▸ **Task statement**
Retype exactly the lines from the one that contains "<point>62,63</point>" through the final line of the material below, and add nothing else.

▸ **Dataset excerpts**
►

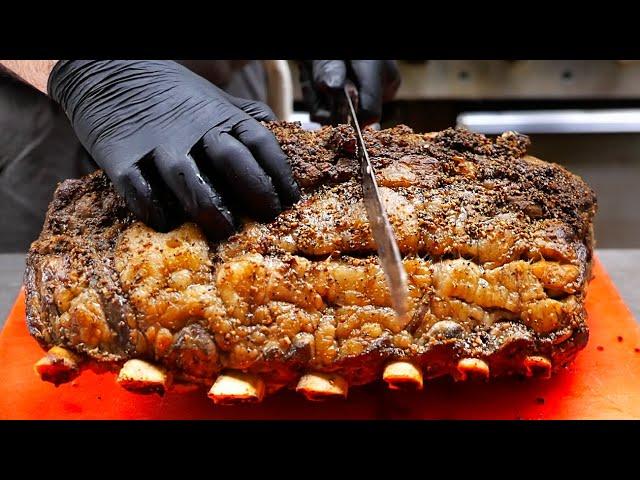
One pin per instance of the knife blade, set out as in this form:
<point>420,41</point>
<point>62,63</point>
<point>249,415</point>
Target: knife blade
<point>386,244</point>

◄

▸ **Task result**
<point>62,63</point>
<point>249,415</point>
Target: knife blade
<point>386,244</point>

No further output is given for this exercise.